> SUPPLIED PASSAGE:
These are chat archives for cltk/cltk_api

17th
Mar 2016
Luke Hollis
@lukehollis
Mar 17 2016 00:09 UTC
Okay interesting..
Looks good, but what we have now is structured so that the key is always an integer
We can design for this use case though
Kyle P. Johnson
@kylepjohnson
Mar 17 2016 01:42 UTC
Yes, I know this isn't perfect ... but I don't know what would be better. There's something else, I'm sure.
The central problem is: How can we
... How can we convey
(Sorry, iPhone app keeps sending my message too soon!)
How can we mark the beginning of a new speaker? In my NLP work I could care less who the speaker is, however for reading this is obviously necessary!
Luke, when you're ready to work on this, I expect you'll have better ideas
Luke Hollis
@lukehollis
Mar 17 2016 04:41 UTC
Oh man, that's a good question! Hrm... well, it seems like if it works for now, I'm all for it.
We can work for a more complex solution after we get to a simple one, I think
One reflection with this also: we're currently sorting on all the keys for book-chapter, chapter-section, book-line, etc.
So when we have something like
{
   'text' : {
      '1' : {
         '1' : "This is the first line",
         '2' : "This is the second line",
         ... 
      }
   }
}
Our current queries look like this:
Luke Hollis
@lukehollis
Mar 17 2016 04:47 UTC
Texts.find({work:"the_work"}, {sort:{ n_1 : 1, n_2 : 1}})
Which means generally sort by the first nested keys and then sort by the second nested keys
The simplest possible solution (maybe not optimal?) that I could imagine if we wanted to keep sorting on the keys would just be to do something like this:
Luke Hollis
@lukehollis
Mar 17 2016 04:54 UTC
{  
      "1":{
                    "speaker" : "Actor 1",
                     "text" : "This is the first line"
       },
      "2":{
                    "speaker" : "Actor 2", 
                     "text" : "This is the second line"

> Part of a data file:
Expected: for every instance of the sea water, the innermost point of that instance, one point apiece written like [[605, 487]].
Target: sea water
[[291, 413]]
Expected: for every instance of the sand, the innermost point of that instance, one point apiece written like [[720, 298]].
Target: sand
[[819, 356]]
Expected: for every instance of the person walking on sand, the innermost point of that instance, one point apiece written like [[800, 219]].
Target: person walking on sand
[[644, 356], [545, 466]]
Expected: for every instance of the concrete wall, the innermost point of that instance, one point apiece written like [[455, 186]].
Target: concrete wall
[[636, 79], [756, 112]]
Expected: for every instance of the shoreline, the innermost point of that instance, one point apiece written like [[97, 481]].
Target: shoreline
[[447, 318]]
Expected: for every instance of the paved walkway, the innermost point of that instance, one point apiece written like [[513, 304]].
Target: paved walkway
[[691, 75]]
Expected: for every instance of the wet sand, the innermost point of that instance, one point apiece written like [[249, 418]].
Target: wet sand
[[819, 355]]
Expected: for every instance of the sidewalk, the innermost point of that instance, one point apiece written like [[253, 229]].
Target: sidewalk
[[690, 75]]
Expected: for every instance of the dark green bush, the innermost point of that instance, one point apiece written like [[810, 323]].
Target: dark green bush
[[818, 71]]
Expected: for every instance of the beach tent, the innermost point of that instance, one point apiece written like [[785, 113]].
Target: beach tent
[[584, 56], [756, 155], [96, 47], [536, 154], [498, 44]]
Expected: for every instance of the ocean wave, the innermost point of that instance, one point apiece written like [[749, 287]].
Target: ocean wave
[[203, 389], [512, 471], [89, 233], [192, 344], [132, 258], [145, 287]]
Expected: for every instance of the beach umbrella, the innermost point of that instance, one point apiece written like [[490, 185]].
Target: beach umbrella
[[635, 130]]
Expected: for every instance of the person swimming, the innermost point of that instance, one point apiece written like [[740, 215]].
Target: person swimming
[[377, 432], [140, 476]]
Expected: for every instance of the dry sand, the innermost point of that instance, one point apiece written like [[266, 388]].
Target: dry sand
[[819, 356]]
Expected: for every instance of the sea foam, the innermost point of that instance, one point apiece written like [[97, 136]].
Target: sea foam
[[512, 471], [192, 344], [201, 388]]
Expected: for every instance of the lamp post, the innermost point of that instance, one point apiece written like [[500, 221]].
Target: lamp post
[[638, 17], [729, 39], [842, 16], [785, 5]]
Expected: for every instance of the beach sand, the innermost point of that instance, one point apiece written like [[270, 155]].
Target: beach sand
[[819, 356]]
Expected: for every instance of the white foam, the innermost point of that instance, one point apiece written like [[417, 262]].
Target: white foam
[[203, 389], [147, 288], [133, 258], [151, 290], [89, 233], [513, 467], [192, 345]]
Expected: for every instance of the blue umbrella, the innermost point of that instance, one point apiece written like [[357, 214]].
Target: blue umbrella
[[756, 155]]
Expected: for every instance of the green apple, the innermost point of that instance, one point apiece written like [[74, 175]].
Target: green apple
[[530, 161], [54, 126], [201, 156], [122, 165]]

> WORK TO COMPLETE:
1. List every timestamp that appears with a message in the cltk_api chat archive.
2. Pick up the cltk_api chat archive at the point where it stops and continue it.

> RESPONSES FOR EACH TASK:
1.
Mar 17 2016 00:09 UTC
Mar 17 2016 01:42 UTC
Mar 17 2016 04:41 UTC
Mar 17 2016 04:47 UTC
Mar 17 2016 04:54 UTC

2.
      },
      "3":{
                    "speaker" : "Actor 2", 
                     "text" : "This is the third line"
      },
}
But, we can ingest data from either data format--whatever makes the most sense for the document conversion.
When we move things to Text objects in the database, I think we'll just have to add a speaker property that we can use across genres when appropriate
I was thinking about this back in the day with the speakers in the Eclogues
Sameer Chaudhari
@sameeriitkgp
Mar 17 2016 05:12 UTC
I agree with Luke.
Sameer Chaudhari
@sameeriitkgp
Mar 17 2016 12:15 UTC
@kylepjohnson -- If you agree, we can create an issue for this actor-line
I think I can take care of the document conversion and the database part.
What do you think @lukehollis ?
Kyle P. Johnson
@kylepjohnson
Mar 17 2016 15:00 UTC
@SameerIITKGP and @lukehollis I agree, too. I like you solution better much than mine
@SameerIITKGP I think you can go for it. I thank you both for being so helpful. I knew this would be a problem and had avoided it
Luke Hollis
@lukehollis
Mar 17 2016 17:50 UTC
sounds good! I think we should just add the speaker parameter to the Text objects collection schema and add the check for ingesting "actor-line" documents in the text sync
Kyle P. Johnson
@kylepjohnson
Mar 17 2016 18:37 UTC
Wonderful! Seeing drama in the frontend will be powerful
Luke Hollis
@lukehollis
Mar 17 2016 18:39 UTC
totally! that'll be good
Was wondering about involving the cltk core more in the API
So when you GET api.cltk.org:5000/core/stemmer?input="quid faciat laetas segetes quo sidere...etc."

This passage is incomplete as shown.